(Point annotations for photos)
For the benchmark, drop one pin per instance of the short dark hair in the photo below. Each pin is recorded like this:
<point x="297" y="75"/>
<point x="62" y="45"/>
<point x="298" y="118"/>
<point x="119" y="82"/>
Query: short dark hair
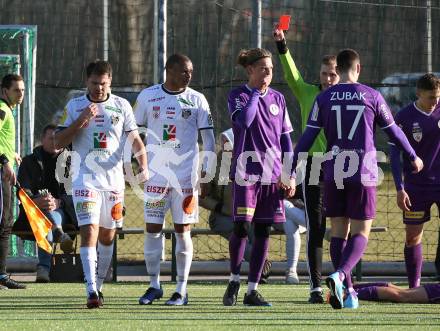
<point x="347" y="59"/>
<point x="328" y="59"/>
<point x="428" y="82"/>
<point x="99" y="67"/>
<point x="176" y="58"/>
<point x="247" y="57"/>
<point x="47" y="128"/>
<point x="9" y="78"/>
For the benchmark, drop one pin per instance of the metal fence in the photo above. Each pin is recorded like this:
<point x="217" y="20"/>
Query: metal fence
<point x="391" y="37"/>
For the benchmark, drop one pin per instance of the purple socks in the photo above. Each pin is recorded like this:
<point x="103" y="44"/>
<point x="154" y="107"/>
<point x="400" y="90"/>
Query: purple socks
<point x="337" y="246"/>
<point x="260" y="248"/>
<point x="237" y="247"/>
<point x="351" y="255"/>
<point x="413" y="262"/>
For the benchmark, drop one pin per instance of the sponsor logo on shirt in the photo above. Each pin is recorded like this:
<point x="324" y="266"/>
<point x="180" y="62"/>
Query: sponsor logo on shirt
<point x="274" y="109"/>
<point x="169" y="132"/>
<point x="117" y="211"/>
<point x="170" y="113"/>
<point x="186" y="113"/>
<point x="99" y="140"/>
<point x="417" y="132"/>
<point x="189" y="204"/>
<point x="155" y="204"/>
<point x="156" y="99"/>
<point x="85" y="206"/>
<point x="385" y="113"/>
<point x="85" y="193"/>
<point x="157" y="189"/>
<point x="114" y="119"/>
<point x="113" y="109"/>
<point x="156" y="111"/>
<point x="335" y="150"/>
<point x="245" y="211"/>
<point x="185" y="102"/>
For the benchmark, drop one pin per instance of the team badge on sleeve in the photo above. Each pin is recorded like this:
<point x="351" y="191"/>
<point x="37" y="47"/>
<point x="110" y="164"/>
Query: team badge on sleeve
<point x="169" y="132"/>
<point x="315" y="111"/>
<point x="186" y="113"/>
<point x="64" y="116"/>
<point x="274" y="109"/>
<point x="417" y="132"/>
<point x="189" y="204"/>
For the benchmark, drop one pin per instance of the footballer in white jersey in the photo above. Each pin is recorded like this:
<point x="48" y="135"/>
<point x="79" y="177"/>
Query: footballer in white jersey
<point x="100" y="144"/>
<point x="173" y="114"/>
<point x="173" y="120"/>
<point x="98" y="125"/>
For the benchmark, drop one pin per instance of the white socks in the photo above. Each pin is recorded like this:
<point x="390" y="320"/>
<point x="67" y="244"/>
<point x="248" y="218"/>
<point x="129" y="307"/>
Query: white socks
<point x="153" y="247"/>
<point x="105" y="254"/>
<point x="88" y="260"/>
<point x="234" y="278"/>
<point x="184" y="254"/>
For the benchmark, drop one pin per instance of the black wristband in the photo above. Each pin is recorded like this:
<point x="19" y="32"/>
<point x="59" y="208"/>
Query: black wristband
<point x="282" y="46"/>
<point x="218" y="207"/>
<point x="3" y="159"/>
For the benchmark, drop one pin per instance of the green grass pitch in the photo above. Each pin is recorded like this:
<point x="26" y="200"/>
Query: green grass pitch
<point x="62" y="307"/>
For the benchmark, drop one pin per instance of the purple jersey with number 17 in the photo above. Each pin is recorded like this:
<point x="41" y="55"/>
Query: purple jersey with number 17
<point x="348" y="113"/>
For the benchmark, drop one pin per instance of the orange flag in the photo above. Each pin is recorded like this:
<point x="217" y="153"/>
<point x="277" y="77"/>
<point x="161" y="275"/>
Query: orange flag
<point x="39" y="223"/>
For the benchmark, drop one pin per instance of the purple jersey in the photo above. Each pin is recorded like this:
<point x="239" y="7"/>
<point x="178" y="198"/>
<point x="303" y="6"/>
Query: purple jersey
<point x="348" y="113"/>
<point x="423" y="132"/>
<point x="257" y="148"/>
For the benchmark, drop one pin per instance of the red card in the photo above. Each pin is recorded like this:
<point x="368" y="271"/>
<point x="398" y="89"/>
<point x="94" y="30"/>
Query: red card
<point x="284" y="22"/>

DIRECTIVE:
Please rewrite all of the material above, swapping every "benchmark" for "evaluation" and changing nothing else. Leave the pictures out of your answer.

ANSWER FOR THE TASK:
For the evaluation, drop one pin per instance of the short dark hair in the photo below. Each pin is recorded like this:
<point x="297" y="75"/>
<point x="62" y="45"/>
<point x="298" y="118"/>
<point x="119" y="82"/>
Query: short dark hair
<point x="347" y="59"/>
<point x="328" y="59"/>
<point x="428" y="82"/>
<point x="99" y="67"/>
<point x="176" y="58"/>
<point x="247" y="57"/>
<point x="47" y="128"/>
<point x="9" y="78"/>
For the evaluation, drop one pin per instance of the metal fence in the photo above. Each pin is recorded like this:
<point x="217" y="20"/>
Query: metal fence
<point x="391" y="37"/>
For the evaluation, drop one pin per instance of the purple socks in the photo above. Each pin is recorded like this:
<point x="103" y="44"/>
<point x="154" y="107"/>
<point x="400" y="90"/>
Query: purple socks
<point x="337" y="246"/>
<point x="260" y="248"/>
<point x="237" y="247"/>
<point x="351" y="255"/>
<point x="413" y="262"/>
For the evaluation, drop one pin per instance of the sponsor logo on shirt in the photo above. Each pin is recorded like this:
<point x="324" y="266"/>
<point x="180" y="62"/>
Query: sponsor logo on shirt
<point x="274" y="109"/>
<point x="169" y="132"/>
<point x="117" y="211"/>
<point x="170" y="113"/>
<point x="186" y="113"/>
<point x="99" y="140"/>
<point x="417" y="132"/>
<point x="189" y="204"/>
<point x="155" y="204"/>
<point x="156" y="99"/>
<point x="85" y="206"/>
<point x="385" y="113"/>
<point x="85" y="193"/>
<point x="157" y="189"/>
<point x="114" y="119"/>
<point x="113" y="109"/>
<point x="156" y="111"/>
<point x="335" y="150"/>
<point x="245" y="211"/>
<point x="185" y="102"/>
For the evaluation, drop one pin per instance of the team badge on sleeve in the photo above. Each pin is recorded like this:
<point x="351" y="191"/>
<point x="37" y="47"/>
<point x="110" y="164"/>
Query: team badge on sleeve
<point x="169" y="132"/>
<point x="315" y="111"/>
<point x="186" y="113"/>
<point x="64" y="116"/>
<point x="274" y="109"/>
<point x="417" y="132"/>
<point x="189" y="204"/>
For the evaluation, drop one pin per instance of the footballer in white jersey in the photo above. Each pin is recorded like this:
<point x="48" y="135"/>
<point x="79" y="177"/>
Query: footballer in white jersey
<point x="100" y="144"/>
<point x="173" y="114"/>
<point x="173" y="120"/>
<point x="98" y="125"/>
For the evaluation, drop one pin per instance of the white socks in the photo above. Each pin is recorded like this:
<point x="390" y="320"/>
<point x="67" y="244"/>
<point x="248" y="218"/>
<point x="129" y="307"/>
Query: white socks
<point x="153" y="247"/>
<point x="105" y="254"/>
<point x="88" y="260"/>
<point x="234" y="278"/>
<point x="184" y="254"/>
For the evaluation, drop one pin per instance of the black wristband in the photo above. Each pin is recorded like this:
<point x="19" y="32"/>
<point x="59" y="208"/>
Query: black wristband
<point x="282" y="46"/>
<point x="218" y="207"/>
<point x="3" y="159"/>
For the evaluation, drop one pin per instance of the green grass pitch in the photo above. Each pin is recorded like this:
<point x="26" y="200"/>
Query: green grass pitch
<point x="62" y="307"/>
For the evaluation, drop one pin per instance of the purple jersey with number 17 in the photo above. Each pin is recorded like this:
<point x="41" y="55"/>
Query: purple jersey with number 17
<point x="348" y="113"/>
For the evaluation, drop one pin per instance of the orange flag in the photo above. Each pin is recorded like this:
<point x="217" y="153"/>
<point x="277" y="77"/>
<point x="161" y="275"/>
Query: orange flag
<point x="39" y="223"/>
For the evaluation, drop one pin per instance of the purple jersey in the photo above. Each pin is recorded like this:
<point x="239" y="7"/>
<point x="178" y="198"/>
<point x="303" y="6"/>
Query: purple jersey
<point x="348" y="113"/>
<point x="423" y="132"/>
<point x="257" y="148"/>
For the evaluation, drop one pin per instance of the red card in the photo above. Each pin is recorded like this:
<point x="368" y="271"/>
<point x="398" y="89"/>
<point x="94" y="30"/>
Query: red card
<point x="284" y="22"/>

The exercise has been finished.